[Text-to-region grounding data]
--- --- ---

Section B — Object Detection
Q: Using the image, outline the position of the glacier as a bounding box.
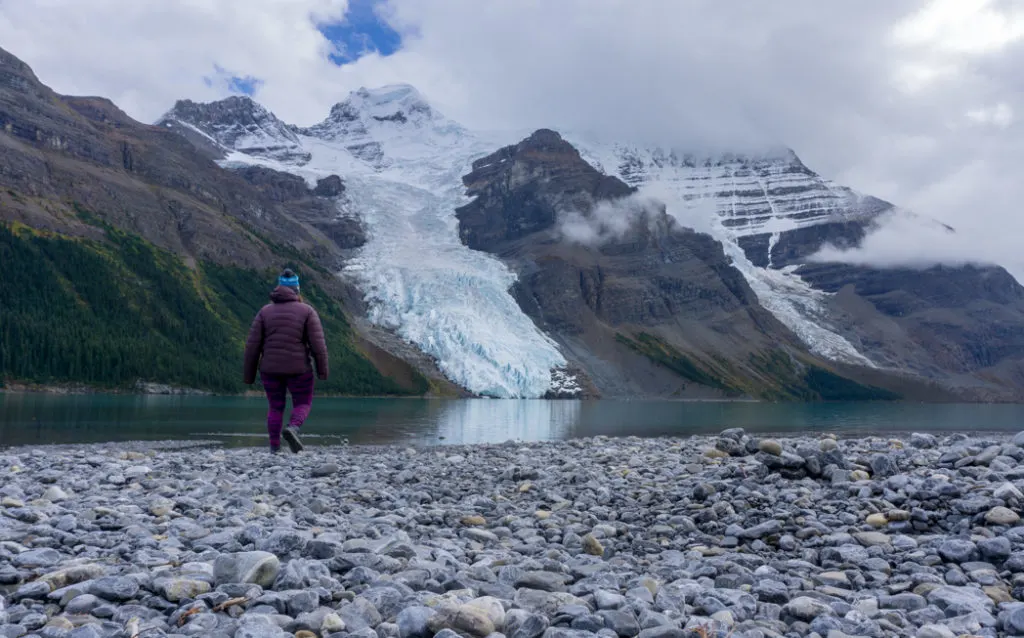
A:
[167,86,573,398]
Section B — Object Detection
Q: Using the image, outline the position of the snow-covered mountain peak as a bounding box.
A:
[567,135,891,240]
[158,95,309,164]
[310,83,455,138]
[297,85,480,172]
[347,83,431,116]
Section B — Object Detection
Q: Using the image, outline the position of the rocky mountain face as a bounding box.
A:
[797,263,1024,393]
[0,46,440,396]
[454,130,914,400]
[457,130,635,251]
[0,47,331,268]
[569,138,1024,401]
[231,166,365,255]
[160,96,310,164]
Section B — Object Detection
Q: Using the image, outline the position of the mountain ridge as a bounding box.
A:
[6,44,1024,400]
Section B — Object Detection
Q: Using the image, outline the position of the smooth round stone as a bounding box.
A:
[322,613,346,634]
[427,605,495,638]
[213,552,280,587]
[984,506,1020,525]
[758,440,783,456]
[1004,606,1024,635]
[938,540,978,564]
[91,576,140,602]
[855,531,890,547]
[582,534,604,556]
[312,463,340,478]
[398,606,439,638]
[41,486,70,502]
[158,578,212,602]
[865,513,888,528]
[784,597,834,622]
[460,516,487,526]
[65,594,101,614]
[977,536,1012,561]
[13,548,61,568]
[149,498,175,516]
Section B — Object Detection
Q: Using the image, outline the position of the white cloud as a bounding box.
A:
[891,0,1024,56]
[2,0,1024,280]
[809,212,993,270]
[0,0,353,125]
[966,102,1014,128]
[557,194,668,247]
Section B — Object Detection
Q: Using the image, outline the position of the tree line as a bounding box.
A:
[0,222,425,395]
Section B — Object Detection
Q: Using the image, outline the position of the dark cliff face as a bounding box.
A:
[796,262,1024,386]
[231,167,364,251]
[738,221,872,269]
[313,174,345,198]
[0,46,339,269]
[455,129,634,251]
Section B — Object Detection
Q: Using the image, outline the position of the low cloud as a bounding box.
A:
[557,194,672,246]
[557,183,726,248]
[807,211,1000,271]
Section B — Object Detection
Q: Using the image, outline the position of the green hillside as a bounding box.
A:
[0,220,427,396]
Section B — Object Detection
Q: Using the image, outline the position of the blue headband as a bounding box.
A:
[279,274,299,288]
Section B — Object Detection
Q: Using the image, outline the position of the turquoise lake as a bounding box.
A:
[2,393,1023,448]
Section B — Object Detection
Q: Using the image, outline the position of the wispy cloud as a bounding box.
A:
[557,194,669,246]
[808,211,1001,272]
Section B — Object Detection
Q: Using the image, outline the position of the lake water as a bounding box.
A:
[1,393,1023,448]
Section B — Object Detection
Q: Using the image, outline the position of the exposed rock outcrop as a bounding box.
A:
[456,129,634,251]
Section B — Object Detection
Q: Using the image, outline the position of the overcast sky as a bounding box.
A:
[2,0,1023,278]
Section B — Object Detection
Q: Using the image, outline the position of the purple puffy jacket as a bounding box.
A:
[243,286,329,384]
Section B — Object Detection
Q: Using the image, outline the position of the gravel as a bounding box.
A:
[1,429,1023,638]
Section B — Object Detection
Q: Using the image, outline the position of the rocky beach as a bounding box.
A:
[2,430,1024,638]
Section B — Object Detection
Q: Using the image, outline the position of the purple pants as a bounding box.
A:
[261,370,315,447]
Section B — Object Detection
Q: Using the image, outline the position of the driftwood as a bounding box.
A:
[176,608,202,627]
[211,596,249,612]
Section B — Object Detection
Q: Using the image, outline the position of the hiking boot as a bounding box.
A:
[270,445,281,455]
[282,425,304,453]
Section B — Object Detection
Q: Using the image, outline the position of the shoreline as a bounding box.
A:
[0,381,1009,405]
[0,383,430,400]
[1,431,1023,637]
[0,385,764,402]
[2,387,1007,407]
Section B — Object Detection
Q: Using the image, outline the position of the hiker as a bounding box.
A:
[243,268,329,453]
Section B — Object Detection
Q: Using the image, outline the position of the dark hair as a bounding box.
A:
[281,267,296,278]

--- --- ---

§ **Task details**
Give again, word for word, every line from the top of the data above to the line holding "Q: Using the image, outline the position of the snow-covered", inclusive, with the pictures left out.

§ **Response area**
Section B — Object Detection
Q: Using the image, outline the position of the glacier as a bounding box.
A:
[167,86,573,398]
Section B — Object Detection
Q: Using the image, outline the position of the snow-covered mountain peak as a bounding box.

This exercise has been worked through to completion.